##### ENTRIES SHOWN

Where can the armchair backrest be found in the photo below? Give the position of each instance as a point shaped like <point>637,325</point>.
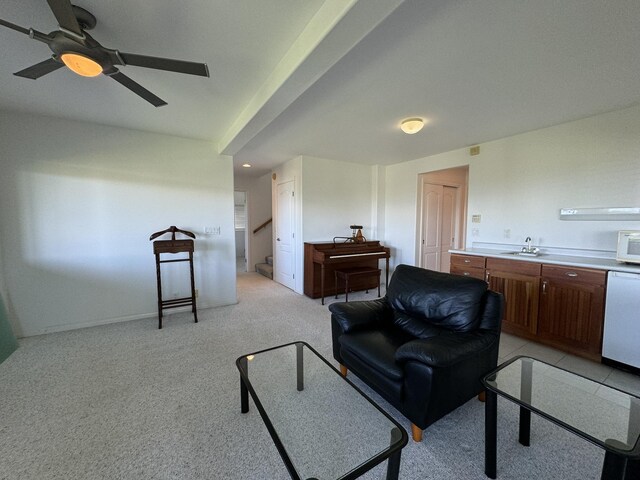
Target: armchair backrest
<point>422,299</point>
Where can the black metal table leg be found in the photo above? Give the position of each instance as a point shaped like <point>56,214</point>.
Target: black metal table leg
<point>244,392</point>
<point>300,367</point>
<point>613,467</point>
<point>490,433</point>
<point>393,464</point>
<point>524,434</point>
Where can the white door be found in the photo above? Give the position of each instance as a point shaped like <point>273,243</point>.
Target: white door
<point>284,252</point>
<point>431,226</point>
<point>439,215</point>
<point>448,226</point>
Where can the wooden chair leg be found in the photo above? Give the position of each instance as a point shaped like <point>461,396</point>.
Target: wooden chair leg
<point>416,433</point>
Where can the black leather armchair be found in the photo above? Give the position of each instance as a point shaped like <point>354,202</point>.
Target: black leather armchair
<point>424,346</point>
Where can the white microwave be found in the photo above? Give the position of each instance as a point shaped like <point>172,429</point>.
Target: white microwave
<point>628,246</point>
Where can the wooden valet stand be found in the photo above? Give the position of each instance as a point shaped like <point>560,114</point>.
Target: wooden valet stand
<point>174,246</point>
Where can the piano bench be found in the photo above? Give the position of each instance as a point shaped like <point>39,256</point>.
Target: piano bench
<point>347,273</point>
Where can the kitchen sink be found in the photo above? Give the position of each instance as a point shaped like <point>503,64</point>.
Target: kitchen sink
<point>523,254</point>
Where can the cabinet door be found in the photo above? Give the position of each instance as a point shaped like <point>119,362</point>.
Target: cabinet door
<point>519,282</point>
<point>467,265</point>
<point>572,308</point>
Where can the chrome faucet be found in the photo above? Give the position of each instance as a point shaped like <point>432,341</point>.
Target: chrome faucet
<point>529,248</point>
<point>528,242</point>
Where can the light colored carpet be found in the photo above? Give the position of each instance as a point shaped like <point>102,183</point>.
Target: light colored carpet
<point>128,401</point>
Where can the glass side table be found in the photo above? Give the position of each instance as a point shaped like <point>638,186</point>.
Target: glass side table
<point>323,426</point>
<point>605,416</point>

##########
##### ENTRIES SHOWN

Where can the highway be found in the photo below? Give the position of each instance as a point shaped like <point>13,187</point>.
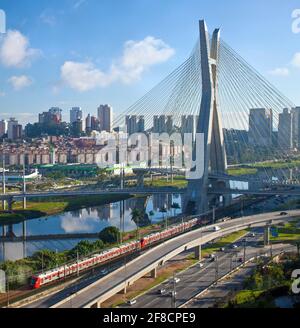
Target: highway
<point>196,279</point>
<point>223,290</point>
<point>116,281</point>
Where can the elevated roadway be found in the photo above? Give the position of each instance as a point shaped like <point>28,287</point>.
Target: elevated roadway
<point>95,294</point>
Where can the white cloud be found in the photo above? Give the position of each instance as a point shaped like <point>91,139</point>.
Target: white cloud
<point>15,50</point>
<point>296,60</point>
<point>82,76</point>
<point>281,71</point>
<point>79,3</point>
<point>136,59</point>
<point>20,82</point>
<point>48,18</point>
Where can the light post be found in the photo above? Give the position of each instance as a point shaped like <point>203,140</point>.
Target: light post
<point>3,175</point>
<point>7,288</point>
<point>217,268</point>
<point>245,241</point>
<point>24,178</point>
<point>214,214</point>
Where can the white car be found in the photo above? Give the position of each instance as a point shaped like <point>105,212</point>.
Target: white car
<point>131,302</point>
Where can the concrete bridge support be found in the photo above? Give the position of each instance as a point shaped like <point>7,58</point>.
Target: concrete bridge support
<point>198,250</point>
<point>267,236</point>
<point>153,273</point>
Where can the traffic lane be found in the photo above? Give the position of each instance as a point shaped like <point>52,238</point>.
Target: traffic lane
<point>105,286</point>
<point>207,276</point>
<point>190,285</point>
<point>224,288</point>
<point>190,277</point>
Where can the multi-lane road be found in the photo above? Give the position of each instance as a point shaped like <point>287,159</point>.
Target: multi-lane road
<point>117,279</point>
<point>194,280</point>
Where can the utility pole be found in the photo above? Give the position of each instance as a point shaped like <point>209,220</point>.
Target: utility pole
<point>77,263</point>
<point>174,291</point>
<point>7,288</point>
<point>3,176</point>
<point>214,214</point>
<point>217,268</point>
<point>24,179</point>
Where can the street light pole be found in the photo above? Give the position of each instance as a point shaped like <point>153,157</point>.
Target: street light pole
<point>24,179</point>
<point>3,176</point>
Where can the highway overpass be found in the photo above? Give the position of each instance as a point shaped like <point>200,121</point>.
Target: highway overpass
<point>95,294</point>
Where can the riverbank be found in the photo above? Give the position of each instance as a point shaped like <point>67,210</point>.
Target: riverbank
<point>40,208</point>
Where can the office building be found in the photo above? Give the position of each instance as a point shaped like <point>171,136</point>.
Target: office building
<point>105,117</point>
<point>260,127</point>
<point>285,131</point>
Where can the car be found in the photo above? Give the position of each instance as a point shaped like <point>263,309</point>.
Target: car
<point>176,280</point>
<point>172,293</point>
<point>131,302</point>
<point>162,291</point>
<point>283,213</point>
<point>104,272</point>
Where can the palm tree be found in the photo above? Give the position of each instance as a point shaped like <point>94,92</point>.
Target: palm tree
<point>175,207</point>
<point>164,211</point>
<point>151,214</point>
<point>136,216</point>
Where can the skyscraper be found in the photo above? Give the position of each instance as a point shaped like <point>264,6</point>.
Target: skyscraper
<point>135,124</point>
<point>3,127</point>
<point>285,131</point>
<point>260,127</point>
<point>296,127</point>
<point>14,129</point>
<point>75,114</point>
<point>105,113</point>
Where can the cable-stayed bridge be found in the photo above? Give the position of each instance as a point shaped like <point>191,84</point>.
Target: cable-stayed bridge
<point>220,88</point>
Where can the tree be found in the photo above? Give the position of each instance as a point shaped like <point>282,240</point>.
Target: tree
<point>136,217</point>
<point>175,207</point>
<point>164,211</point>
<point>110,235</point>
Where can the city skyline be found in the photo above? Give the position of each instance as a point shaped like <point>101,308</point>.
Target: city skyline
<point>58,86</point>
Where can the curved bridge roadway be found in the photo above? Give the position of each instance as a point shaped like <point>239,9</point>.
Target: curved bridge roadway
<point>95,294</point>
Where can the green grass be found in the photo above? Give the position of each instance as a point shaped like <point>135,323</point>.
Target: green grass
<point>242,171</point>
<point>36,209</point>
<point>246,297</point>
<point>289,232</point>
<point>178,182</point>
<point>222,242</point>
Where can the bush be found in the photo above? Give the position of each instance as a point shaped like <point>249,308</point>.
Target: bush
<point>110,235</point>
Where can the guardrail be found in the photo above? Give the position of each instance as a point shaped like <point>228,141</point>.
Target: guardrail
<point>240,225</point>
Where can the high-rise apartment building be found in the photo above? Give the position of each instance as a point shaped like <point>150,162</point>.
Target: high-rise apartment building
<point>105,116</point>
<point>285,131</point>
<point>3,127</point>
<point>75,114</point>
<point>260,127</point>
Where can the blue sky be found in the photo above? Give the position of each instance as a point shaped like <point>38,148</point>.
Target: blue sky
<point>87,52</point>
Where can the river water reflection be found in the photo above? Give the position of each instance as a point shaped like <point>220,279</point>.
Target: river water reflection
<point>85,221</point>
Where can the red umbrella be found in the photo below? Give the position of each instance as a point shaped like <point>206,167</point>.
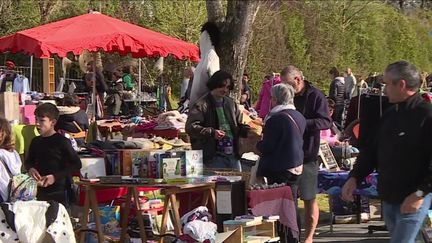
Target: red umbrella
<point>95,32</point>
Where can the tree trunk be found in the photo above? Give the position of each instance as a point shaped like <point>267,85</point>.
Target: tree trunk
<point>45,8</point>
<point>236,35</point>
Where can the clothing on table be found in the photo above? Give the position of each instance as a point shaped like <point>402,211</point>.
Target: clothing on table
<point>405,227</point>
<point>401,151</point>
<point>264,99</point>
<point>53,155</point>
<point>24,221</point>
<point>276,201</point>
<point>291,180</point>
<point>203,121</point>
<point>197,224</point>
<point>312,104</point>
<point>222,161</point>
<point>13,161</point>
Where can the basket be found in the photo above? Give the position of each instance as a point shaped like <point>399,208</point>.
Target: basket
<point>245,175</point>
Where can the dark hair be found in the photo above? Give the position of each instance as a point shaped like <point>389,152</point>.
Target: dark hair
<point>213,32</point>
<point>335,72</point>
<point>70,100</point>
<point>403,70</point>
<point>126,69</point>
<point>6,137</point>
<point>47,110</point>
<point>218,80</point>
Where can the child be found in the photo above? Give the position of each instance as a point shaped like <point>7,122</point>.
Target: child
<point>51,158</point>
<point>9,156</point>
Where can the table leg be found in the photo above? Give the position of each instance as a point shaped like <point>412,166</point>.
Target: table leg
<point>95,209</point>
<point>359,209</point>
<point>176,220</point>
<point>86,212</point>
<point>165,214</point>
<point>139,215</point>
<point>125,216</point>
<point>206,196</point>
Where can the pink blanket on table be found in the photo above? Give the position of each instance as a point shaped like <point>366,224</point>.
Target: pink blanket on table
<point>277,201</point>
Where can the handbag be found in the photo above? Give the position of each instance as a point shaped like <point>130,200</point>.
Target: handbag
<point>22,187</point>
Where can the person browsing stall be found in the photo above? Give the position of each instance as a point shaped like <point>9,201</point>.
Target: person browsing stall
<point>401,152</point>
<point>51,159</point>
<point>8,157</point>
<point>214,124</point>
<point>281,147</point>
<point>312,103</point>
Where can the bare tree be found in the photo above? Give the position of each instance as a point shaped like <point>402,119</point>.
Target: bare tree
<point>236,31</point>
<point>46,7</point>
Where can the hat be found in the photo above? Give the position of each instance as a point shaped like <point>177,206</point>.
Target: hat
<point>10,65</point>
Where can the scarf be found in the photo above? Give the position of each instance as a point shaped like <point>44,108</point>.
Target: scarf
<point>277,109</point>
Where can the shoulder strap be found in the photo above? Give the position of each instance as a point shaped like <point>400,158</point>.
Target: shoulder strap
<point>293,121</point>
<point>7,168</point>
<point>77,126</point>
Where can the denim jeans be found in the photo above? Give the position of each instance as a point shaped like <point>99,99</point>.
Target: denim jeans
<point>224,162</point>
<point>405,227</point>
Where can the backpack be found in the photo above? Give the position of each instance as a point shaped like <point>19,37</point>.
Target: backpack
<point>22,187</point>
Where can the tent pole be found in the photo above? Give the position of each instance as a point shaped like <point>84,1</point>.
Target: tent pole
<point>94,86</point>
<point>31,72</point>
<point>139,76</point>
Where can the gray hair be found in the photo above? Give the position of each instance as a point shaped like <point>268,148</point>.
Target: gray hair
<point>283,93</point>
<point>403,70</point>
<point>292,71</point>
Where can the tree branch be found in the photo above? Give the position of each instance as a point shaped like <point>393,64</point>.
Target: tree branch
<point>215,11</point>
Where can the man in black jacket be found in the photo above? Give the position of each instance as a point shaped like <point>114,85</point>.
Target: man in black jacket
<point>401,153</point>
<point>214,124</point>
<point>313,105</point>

##########
##### ENTRIES SHOWN

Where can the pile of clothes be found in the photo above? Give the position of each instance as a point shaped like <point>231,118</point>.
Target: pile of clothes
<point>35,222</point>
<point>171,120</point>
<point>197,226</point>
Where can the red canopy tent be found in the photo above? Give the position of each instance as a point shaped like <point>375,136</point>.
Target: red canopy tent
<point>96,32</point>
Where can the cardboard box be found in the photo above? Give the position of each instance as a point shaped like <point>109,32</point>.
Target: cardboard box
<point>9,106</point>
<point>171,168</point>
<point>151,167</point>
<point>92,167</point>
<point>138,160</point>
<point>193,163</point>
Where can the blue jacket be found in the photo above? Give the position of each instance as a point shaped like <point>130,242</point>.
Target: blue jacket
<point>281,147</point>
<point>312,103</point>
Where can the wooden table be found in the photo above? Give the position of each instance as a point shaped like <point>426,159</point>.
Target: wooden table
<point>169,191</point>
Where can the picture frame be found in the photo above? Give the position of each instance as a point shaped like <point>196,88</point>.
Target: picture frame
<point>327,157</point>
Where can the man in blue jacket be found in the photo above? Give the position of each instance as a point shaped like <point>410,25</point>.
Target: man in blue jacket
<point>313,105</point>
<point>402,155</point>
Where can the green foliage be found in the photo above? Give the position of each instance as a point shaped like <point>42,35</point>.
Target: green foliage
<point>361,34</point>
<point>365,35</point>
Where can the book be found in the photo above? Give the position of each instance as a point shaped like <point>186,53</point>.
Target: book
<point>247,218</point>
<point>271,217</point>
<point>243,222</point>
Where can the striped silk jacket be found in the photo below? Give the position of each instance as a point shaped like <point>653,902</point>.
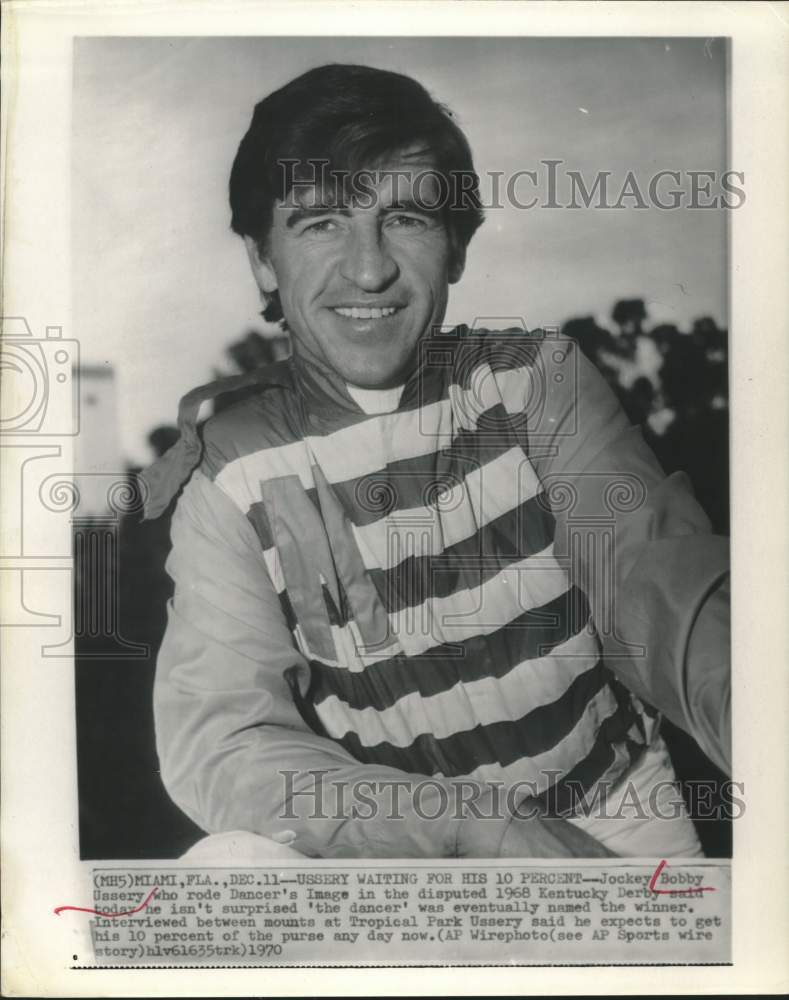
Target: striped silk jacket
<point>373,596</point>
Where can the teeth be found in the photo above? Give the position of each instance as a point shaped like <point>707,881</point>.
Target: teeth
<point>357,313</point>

##########

**AIM OF THE EXERCISE**
Within the listing above, the range opens at the line with "Where can the tree trunk" and closes at the line with "Where can the dark". Reproduce exactly the lines of that range, including both ends.

**OUTPUT**
Where can the tree trunk be found in the photo above? Give the position of each instance as a point shaped like <point>267,85</point>.
Target: tree trunk
<point>45,8</point>
<point>236,35</point>
Where can the clothing on table be found in the photo above? Give the position of each instance as a point shaped like <point>402,211</point>.
Target: clothing on table
<point>405,227</point>
<point>401,151</point>
<point>264,99</point>
<point>53,155</point>
<point>24,221</point>
<point>276,201</point>
<point>291,180</point>
<point>203,121</point>
<point>197,224</point>
<point>312,104</point>
<point>222,161</point>
<point>13,161</point>
Where can the basket be found in the photo above? Give the position of each instance as a point shaped like <point>399,208</point>.
Target: basket
<point>245,175</point>
Where can the dark hair be found in the photo above? Give the position of each instance as a point shaped like <point>389,152</point>.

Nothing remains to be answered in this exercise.